*Exercise brief*
Copy the lines that begin at the one containing "plumage in this photo." and continue through the end of the rows, switching "white plumage" to "pale feathers" and leaving everything else unchanged.

::: Material provided :::

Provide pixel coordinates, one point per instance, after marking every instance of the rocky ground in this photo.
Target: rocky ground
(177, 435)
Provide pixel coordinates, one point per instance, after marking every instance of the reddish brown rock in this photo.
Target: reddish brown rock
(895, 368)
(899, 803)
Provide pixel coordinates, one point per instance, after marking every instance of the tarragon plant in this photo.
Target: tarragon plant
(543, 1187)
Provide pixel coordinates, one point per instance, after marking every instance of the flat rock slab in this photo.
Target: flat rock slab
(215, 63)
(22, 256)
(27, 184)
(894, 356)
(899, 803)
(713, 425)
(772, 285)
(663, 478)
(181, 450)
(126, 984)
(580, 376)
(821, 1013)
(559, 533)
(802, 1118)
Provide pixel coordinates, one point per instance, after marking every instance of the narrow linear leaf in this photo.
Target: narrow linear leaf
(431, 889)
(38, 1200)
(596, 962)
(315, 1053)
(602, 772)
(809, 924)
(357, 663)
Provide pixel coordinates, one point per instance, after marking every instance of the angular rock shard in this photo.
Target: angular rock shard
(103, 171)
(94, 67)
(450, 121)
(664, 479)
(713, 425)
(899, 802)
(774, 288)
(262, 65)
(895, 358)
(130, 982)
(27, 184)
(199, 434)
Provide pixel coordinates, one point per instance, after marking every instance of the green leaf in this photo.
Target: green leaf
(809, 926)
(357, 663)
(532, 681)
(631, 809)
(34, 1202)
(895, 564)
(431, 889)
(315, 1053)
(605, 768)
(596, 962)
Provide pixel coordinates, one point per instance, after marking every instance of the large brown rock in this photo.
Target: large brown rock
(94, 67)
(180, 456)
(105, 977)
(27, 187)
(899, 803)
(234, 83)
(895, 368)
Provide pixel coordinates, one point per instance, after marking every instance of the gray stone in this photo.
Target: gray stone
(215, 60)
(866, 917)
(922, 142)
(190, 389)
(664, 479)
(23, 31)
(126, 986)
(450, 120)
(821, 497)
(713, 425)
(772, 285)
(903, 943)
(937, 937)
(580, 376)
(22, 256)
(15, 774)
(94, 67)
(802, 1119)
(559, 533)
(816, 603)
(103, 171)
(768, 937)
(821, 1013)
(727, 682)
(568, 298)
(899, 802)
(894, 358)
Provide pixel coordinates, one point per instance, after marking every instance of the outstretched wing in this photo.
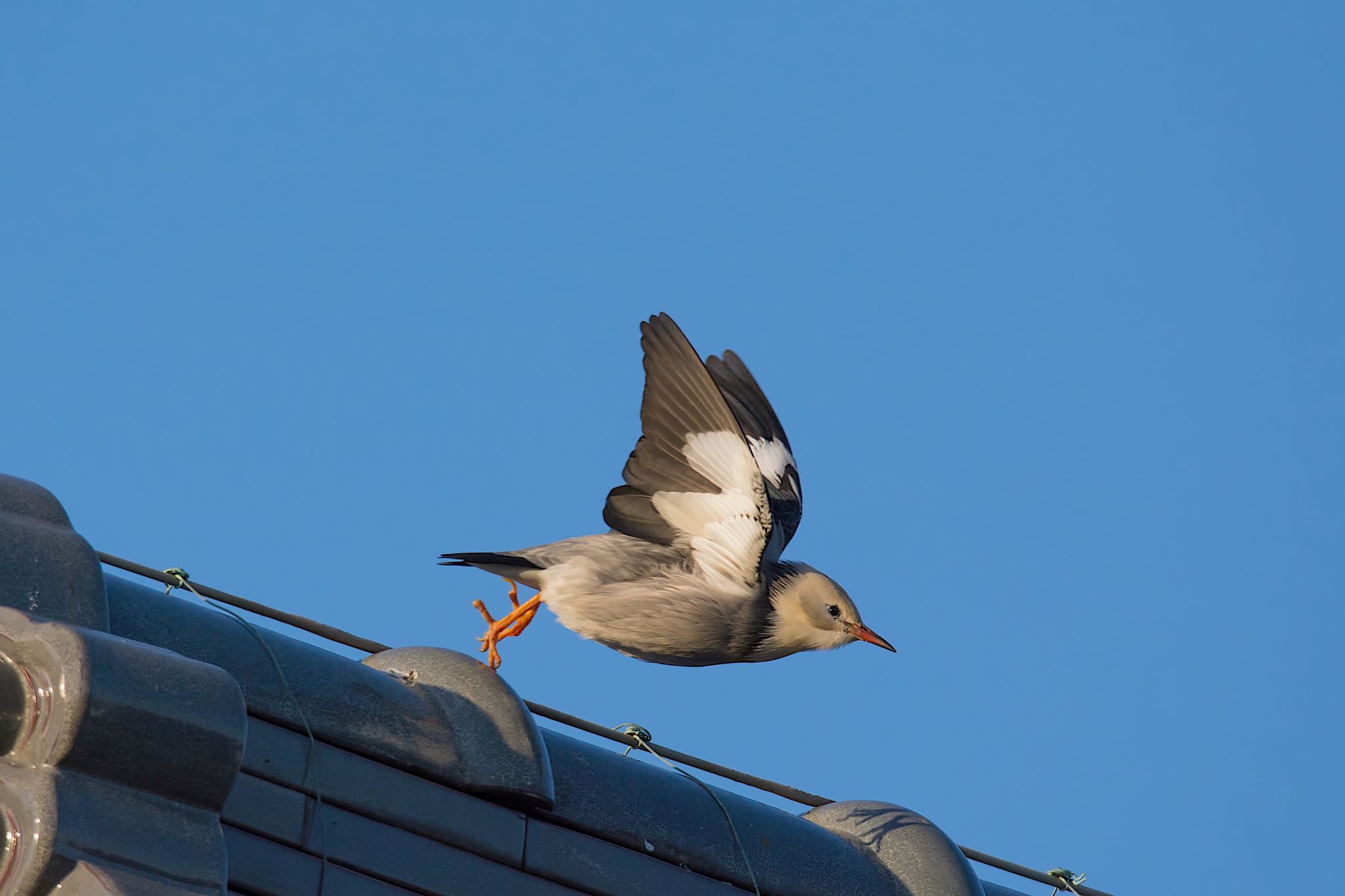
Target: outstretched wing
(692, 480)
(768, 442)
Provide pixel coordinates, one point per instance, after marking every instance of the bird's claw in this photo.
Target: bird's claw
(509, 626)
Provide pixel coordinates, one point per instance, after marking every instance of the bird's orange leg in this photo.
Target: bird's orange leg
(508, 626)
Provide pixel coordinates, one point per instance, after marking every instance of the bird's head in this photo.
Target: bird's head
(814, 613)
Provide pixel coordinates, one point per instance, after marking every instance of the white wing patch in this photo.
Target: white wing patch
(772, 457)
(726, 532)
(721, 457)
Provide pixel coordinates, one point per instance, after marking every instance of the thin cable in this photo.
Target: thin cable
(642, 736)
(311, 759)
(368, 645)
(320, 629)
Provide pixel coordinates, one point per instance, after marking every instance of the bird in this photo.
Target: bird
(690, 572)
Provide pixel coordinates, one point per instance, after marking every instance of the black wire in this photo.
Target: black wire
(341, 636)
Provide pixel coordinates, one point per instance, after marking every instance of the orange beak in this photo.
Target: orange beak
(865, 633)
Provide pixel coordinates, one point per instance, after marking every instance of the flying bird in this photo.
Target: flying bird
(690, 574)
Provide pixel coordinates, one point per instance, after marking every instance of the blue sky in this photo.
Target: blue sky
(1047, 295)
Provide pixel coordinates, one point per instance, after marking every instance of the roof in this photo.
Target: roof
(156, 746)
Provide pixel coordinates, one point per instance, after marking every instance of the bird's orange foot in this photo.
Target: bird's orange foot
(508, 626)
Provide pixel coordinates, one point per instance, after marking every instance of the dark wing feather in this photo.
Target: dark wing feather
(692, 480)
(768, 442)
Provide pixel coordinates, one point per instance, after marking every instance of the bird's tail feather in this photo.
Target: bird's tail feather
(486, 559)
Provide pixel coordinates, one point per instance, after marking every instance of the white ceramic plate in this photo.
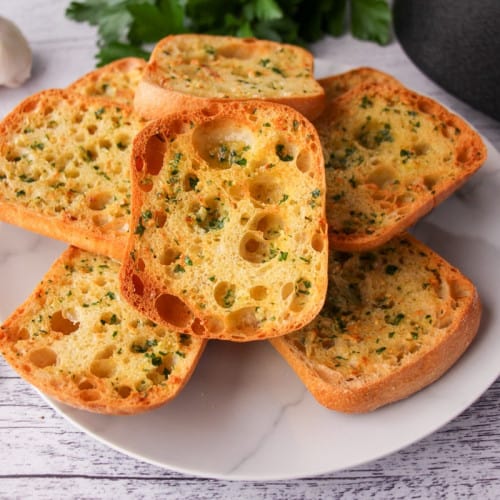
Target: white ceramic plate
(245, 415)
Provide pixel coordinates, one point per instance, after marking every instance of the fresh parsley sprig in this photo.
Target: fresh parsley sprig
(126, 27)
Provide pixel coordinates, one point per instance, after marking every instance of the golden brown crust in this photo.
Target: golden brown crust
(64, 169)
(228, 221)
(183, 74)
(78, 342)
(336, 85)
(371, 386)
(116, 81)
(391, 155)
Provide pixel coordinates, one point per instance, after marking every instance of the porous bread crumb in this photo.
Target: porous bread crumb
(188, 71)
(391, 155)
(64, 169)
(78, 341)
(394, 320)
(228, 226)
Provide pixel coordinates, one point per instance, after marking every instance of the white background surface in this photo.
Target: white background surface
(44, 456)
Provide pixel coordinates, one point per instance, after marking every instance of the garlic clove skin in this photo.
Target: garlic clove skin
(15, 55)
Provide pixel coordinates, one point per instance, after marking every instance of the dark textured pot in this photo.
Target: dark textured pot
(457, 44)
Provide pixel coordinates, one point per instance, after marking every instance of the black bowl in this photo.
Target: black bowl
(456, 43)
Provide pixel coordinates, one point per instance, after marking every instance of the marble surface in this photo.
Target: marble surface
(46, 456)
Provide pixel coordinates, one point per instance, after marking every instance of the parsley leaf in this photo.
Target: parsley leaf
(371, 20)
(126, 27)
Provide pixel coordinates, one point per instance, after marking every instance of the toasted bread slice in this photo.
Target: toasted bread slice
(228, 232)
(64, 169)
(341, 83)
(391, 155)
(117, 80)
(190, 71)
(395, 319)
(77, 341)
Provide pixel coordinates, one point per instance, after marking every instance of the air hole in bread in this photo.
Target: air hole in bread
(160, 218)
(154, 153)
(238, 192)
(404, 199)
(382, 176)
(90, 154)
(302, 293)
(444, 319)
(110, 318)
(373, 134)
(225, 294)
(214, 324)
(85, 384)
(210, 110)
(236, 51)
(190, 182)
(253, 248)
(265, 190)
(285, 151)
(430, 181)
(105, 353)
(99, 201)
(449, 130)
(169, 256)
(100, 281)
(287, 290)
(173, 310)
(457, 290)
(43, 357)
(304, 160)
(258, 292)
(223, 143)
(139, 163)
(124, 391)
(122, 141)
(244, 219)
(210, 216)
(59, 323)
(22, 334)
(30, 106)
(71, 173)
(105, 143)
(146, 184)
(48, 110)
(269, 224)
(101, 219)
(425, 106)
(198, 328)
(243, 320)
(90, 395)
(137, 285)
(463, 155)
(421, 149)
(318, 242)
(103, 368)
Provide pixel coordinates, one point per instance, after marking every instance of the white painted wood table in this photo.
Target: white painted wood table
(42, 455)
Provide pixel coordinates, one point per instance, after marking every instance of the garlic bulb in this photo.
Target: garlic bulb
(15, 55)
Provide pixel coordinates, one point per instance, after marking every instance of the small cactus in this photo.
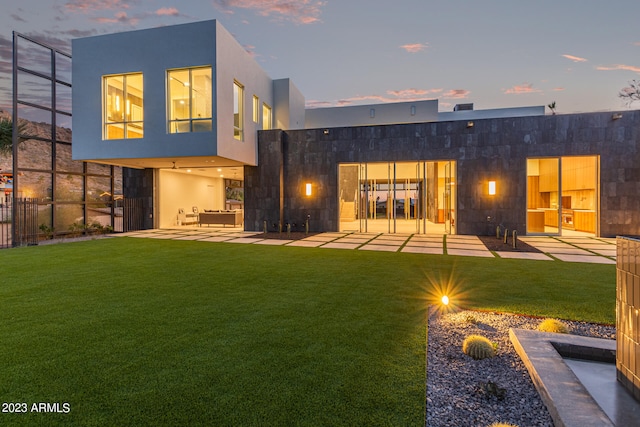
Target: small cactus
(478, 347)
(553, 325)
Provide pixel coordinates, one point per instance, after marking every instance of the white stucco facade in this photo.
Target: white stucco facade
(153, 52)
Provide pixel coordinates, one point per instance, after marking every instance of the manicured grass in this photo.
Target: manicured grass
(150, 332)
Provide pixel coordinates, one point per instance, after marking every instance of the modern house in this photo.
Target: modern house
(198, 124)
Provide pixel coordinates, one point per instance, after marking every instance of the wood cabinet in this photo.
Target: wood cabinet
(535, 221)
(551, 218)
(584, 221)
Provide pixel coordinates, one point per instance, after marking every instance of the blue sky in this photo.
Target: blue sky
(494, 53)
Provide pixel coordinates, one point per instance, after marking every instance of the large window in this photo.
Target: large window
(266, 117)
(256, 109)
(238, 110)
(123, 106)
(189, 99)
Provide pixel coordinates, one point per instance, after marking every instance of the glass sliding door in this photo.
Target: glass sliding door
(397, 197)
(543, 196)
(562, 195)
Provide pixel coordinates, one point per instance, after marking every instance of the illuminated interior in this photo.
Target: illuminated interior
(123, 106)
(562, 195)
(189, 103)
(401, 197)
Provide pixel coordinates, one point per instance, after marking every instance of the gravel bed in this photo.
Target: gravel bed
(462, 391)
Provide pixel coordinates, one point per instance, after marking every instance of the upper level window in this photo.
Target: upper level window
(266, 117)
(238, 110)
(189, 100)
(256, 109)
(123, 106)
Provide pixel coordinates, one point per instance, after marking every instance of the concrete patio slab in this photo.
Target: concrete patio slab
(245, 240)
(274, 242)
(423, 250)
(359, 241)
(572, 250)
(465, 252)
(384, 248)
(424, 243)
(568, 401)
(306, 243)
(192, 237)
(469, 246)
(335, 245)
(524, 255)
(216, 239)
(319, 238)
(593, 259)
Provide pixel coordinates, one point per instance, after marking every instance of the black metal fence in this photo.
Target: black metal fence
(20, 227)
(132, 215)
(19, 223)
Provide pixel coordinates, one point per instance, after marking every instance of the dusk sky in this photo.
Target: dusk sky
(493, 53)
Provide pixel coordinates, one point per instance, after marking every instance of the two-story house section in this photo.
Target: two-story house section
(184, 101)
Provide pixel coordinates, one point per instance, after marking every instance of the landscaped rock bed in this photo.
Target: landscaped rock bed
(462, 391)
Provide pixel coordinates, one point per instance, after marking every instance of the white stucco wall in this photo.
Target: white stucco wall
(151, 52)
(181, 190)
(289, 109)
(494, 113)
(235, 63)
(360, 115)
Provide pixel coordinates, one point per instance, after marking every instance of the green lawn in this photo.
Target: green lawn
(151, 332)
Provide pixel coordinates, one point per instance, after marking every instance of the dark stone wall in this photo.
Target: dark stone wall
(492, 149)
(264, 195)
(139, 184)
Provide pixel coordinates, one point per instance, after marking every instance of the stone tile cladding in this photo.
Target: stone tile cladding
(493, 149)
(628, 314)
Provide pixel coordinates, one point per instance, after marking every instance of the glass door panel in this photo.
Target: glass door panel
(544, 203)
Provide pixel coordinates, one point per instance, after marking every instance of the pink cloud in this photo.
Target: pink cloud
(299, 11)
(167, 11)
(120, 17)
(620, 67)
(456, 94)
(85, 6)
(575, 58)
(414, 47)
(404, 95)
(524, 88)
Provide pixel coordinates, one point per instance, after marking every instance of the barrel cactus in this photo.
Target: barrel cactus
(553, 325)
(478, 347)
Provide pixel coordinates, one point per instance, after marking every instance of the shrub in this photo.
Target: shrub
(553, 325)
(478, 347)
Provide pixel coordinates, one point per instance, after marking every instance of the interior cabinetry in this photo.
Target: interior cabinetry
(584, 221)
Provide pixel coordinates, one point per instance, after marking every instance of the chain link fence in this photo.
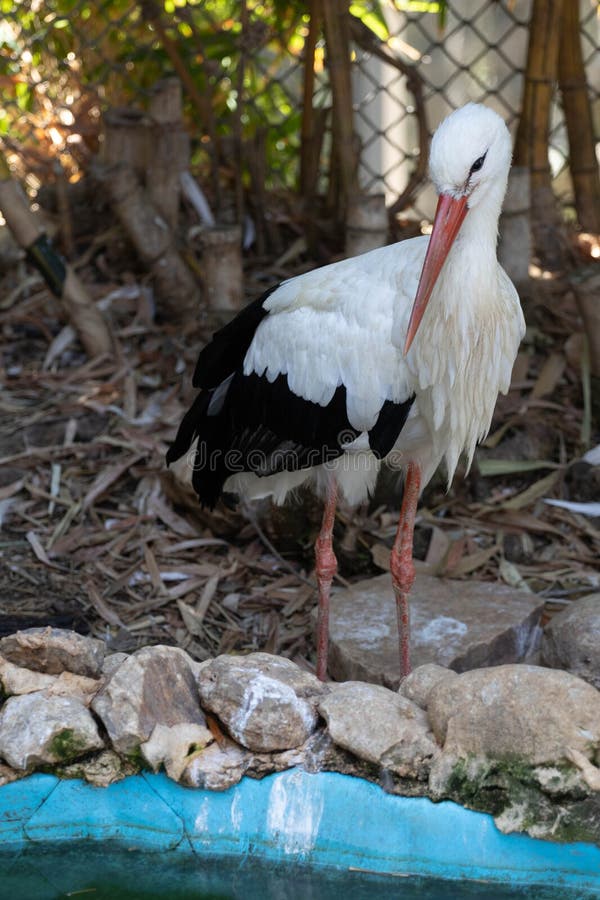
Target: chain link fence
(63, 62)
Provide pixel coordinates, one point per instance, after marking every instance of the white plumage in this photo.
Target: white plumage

:::

*The solution*
Provide pixel coordinates, one point per instance, after marking every instance of the pale feathers in this photo.
Target: pale feathers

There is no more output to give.